Excerpts of pointing data

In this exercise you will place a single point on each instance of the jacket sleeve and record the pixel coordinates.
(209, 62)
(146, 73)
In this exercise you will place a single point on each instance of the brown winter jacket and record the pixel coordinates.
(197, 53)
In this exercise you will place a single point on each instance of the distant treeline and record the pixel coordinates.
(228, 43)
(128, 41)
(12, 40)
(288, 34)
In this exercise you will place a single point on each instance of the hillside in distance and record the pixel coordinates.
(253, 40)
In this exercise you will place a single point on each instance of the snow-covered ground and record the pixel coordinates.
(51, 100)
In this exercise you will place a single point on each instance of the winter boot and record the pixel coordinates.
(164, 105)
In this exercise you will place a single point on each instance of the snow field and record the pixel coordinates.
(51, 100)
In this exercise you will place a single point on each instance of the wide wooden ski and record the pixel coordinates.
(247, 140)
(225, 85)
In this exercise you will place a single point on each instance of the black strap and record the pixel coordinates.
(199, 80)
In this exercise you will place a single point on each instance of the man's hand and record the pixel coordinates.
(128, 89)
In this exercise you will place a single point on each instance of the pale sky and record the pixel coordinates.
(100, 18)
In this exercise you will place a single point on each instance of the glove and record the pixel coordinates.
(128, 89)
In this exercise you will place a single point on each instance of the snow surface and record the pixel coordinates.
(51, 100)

---

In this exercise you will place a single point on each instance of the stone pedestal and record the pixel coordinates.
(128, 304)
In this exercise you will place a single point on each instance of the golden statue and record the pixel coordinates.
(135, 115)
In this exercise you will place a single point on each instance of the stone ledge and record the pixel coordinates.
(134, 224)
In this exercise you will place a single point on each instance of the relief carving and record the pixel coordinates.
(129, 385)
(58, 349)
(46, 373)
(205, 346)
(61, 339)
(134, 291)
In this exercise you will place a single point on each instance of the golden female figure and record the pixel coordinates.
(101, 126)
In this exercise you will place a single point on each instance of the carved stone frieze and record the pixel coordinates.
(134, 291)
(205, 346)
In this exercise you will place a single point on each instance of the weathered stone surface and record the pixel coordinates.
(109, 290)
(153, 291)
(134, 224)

◆ What to produce ◆
Please state how many lines in the entries above contain the string "snow", treating case as significant. Give only the number.

◆ Task result ◆
3